* **Task goal**: In the records below, find the line containing "the sky, placing" and the line containing "the gazelle white". Give again exactly those lines and every line between them, omitting the pictures.

* **Records for the task**:

- - - -

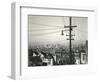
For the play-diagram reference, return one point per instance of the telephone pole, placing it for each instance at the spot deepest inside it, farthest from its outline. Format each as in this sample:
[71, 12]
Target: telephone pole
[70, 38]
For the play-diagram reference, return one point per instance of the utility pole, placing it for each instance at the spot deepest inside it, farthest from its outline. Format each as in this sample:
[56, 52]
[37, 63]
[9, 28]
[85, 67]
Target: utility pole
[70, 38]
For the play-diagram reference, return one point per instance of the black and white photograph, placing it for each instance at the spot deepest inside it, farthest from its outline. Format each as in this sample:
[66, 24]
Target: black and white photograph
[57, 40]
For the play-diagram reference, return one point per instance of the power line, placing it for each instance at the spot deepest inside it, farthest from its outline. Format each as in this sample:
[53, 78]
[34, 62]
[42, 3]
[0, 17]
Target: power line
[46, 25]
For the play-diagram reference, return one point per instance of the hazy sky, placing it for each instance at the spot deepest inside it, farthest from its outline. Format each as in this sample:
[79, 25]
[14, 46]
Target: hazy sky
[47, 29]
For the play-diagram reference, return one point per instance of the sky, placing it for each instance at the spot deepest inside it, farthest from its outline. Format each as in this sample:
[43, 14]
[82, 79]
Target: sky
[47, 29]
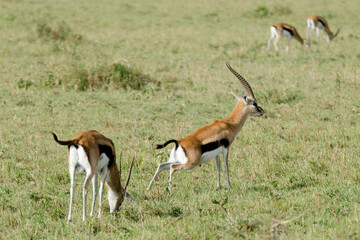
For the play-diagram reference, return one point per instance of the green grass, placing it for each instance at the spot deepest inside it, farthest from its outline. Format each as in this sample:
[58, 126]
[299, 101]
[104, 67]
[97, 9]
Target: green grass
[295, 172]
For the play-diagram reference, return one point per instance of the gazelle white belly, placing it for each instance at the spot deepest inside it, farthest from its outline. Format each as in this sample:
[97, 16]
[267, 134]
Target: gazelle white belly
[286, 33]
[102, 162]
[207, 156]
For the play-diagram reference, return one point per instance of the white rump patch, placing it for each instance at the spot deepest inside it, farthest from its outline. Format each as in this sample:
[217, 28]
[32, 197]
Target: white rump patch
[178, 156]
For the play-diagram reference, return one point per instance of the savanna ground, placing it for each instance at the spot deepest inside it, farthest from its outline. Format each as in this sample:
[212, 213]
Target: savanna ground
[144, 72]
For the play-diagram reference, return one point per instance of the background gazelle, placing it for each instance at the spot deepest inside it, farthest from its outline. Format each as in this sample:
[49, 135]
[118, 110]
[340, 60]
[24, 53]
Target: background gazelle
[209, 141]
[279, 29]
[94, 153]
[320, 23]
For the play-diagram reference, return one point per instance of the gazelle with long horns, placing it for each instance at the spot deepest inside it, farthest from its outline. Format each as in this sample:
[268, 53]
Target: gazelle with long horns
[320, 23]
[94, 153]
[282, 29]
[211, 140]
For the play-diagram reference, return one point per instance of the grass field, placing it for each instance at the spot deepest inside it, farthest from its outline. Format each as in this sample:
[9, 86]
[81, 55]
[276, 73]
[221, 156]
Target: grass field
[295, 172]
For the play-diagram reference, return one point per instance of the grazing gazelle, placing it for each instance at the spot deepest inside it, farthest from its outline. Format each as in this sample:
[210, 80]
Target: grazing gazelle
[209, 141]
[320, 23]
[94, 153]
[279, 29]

- - - -

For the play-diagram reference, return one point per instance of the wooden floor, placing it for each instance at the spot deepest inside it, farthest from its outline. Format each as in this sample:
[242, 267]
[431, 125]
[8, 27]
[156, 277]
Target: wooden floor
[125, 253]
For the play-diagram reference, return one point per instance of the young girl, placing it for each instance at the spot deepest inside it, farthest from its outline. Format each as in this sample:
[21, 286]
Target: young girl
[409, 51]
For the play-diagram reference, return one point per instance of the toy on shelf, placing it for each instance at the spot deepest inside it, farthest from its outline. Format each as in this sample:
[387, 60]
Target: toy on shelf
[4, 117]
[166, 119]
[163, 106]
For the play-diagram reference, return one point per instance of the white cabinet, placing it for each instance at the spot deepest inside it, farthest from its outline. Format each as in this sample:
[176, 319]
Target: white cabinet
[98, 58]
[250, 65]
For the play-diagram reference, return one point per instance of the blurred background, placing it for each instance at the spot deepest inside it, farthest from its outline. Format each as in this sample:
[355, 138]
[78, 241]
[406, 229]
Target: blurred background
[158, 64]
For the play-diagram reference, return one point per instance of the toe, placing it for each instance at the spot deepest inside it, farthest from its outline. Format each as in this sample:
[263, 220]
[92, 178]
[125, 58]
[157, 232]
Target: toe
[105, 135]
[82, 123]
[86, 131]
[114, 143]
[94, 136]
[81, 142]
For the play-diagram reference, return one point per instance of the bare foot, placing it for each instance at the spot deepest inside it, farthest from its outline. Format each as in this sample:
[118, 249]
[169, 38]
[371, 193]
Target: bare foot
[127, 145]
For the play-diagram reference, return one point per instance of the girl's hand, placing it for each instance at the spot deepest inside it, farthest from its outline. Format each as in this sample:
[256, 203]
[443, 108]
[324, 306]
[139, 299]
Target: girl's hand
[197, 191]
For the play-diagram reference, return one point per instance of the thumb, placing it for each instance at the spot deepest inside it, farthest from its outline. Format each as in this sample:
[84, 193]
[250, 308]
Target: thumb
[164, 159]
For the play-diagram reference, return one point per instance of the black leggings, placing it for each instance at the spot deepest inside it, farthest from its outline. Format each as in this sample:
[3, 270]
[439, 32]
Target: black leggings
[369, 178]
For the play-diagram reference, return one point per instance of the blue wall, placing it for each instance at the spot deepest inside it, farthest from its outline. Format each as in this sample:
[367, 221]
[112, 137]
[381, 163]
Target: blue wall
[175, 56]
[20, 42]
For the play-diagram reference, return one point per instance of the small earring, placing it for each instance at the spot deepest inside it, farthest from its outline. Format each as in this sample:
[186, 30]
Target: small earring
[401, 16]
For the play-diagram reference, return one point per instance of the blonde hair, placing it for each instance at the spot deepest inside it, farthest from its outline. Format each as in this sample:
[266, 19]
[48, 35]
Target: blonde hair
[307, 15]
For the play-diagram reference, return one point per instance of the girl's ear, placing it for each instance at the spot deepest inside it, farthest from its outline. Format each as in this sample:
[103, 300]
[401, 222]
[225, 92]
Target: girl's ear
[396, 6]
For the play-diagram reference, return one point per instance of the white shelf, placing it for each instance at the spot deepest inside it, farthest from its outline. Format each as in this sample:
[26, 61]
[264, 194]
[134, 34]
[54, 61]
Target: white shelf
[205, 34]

- - - -

* **Result of this exercise**:
For the play-diagram reference, return one point per instance of the sky, placing it for each instance at the spot deepest inside it, farthest from its outline. Format each as in this sample:
[43, 14]
[82, 79]
Target: sky
[47, 29]
For the play-diagram reference, return one point per instance of the green grass, placing it for each instance at the spot deepest inside it, farthest from its outline. Format each as in this sample:
[58, 126]
[299, 101]
[104, 67]
[97, 9]
Target: green grass
[295, 172]
For the play-diagram reference, return one point per instance of the gazelle white belly, placing it for each instance at the spot deepest inside it, farthest from its outline. Format each as in this sample:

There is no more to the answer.